Your objective: Output all of the records exactly, word for word.

Material for this task:

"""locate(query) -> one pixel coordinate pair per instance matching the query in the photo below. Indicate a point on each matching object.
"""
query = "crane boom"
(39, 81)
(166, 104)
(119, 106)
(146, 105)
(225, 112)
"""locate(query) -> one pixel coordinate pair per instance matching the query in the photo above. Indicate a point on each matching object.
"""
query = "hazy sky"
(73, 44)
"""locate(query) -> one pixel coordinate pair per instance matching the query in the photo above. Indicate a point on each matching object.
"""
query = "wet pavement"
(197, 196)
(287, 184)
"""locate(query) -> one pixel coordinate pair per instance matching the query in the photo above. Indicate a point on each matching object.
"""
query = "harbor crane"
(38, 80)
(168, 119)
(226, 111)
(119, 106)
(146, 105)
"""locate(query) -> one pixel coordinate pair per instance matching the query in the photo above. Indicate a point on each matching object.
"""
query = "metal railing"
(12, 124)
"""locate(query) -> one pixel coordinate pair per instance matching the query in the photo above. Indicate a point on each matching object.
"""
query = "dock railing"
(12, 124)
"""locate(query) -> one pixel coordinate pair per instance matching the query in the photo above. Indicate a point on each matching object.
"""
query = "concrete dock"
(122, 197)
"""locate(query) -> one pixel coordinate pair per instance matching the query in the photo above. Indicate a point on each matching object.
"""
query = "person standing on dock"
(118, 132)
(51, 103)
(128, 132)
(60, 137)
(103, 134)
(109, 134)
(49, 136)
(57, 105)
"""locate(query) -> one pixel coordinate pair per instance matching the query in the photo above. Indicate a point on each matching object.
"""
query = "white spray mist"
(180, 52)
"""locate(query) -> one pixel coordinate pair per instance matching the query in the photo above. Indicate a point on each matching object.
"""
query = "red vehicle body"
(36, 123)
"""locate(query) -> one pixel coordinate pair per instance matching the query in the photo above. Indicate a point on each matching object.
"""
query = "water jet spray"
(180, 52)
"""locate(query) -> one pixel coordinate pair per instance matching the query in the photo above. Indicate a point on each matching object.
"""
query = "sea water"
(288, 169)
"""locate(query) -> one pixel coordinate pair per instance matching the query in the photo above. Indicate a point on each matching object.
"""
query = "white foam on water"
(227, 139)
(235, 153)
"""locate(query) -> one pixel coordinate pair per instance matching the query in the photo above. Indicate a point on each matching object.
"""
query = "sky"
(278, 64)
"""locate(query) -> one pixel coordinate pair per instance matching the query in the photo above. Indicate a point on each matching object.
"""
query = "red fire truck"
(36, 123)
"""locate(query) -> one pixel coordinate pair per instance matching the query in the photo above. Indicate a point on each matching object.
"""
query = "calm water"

Written answer:
"""locate(query) -> one pixel coordinate pair per instance matching the query in the photo below. Indicate a point on each matching object.
"""
query = "crane boom"
(39, 81)
(166, 104)
(119, 106)
(146, 105)
(225, 112)
"""locate(query) -> one pixel coordinate pair per instance matching the query in the photo above. Indicate a point on each matching object.
"""
query = "hazy sky"
(73, 44)
"""locate(query) -> one pixel coordinate pair per instance matching the query in the photo above. Indicate a point on each matching object.
"""
query = "wet pavement"
(197, 196)
(287, 184)
"""locate(query) -> one pixel coordinate pair per instance matching the query in the photo above. Indicate a point on each matching object.
"""
query = "harbor crane"
(38, 80)
(168, 119)
(226, 111)
(119, 106)
(146, 105)
"""locate(query) -> one pixel coordinate pair per instance matching the query in the photo above. Indicate a point on each matching object.
"""
query = "metal railing"
(12, 124)
"""locate(query) -> one pixel coordinate pair per instance matching the query in the photo above. Indicate a point on each matching object.
"""
query = "dock railing"
(12, 124)
"""locate(query) -> one pixel coordinate pair per instance matching the query in the photo above. Indicate a point on each matching object.
"""
query = "concrete dock"
(122, 197)
"""locate(query) -> one pixel coordinate pair per instance matching the query in the photo above. Indicate a point on each matching object.
"""
query = "person standing on dock"
(118, 132)
(51, 103)
(128, 132)
(60, 137)
(103, 134)
(109, 134)
(49, 136)
(57, 105)
"""locate(query) -> one pixel coordinate pair per instance matching the query in the photo above. Indicate a point on each matching object.
"""
query = "white spray mist"
(180, 52)
"""locate(query) -> one pixel coordinate pair per instance matching the query in the photo above. Indicate a point on each matching object.
"""
query = "red vehicle body"
(36, 123)
"""locate(query) -> one pixel coordinate pair per instance matching the query in the photo above. Indicate a point on each matching object.
"""
query = "water jet spray"
(180, 52)
"""locate(query) -> one pixel coordinate pair per instance matching the query in the photo above. Indicate a point on each matching object.
"""
query = "sea water"
(288, 169)
"""locate(query) -> one pixel coordinate pair per instance matching the query in the photo above. Indicate a point on each matching object.
"""
query = "white foam on water"
(227, 139)
(235, 153)
"""locate(query) -> one pixel coordinate pair per instance matching the query in the photo above. Indicate a point on each matching object.
"""
query = "sky"
(278, 64)
"""locate(query) -> one pixel coordinate pair per instance matching the query in the photo above. Indicate a point on each matching object.
"""
query = "red fire truck"
(36, 123)
"""locate(query) -> one pixel coordinate pair per instance matching the query in the photo above. Indicate a point on each matching object.
"""
query = "calm water"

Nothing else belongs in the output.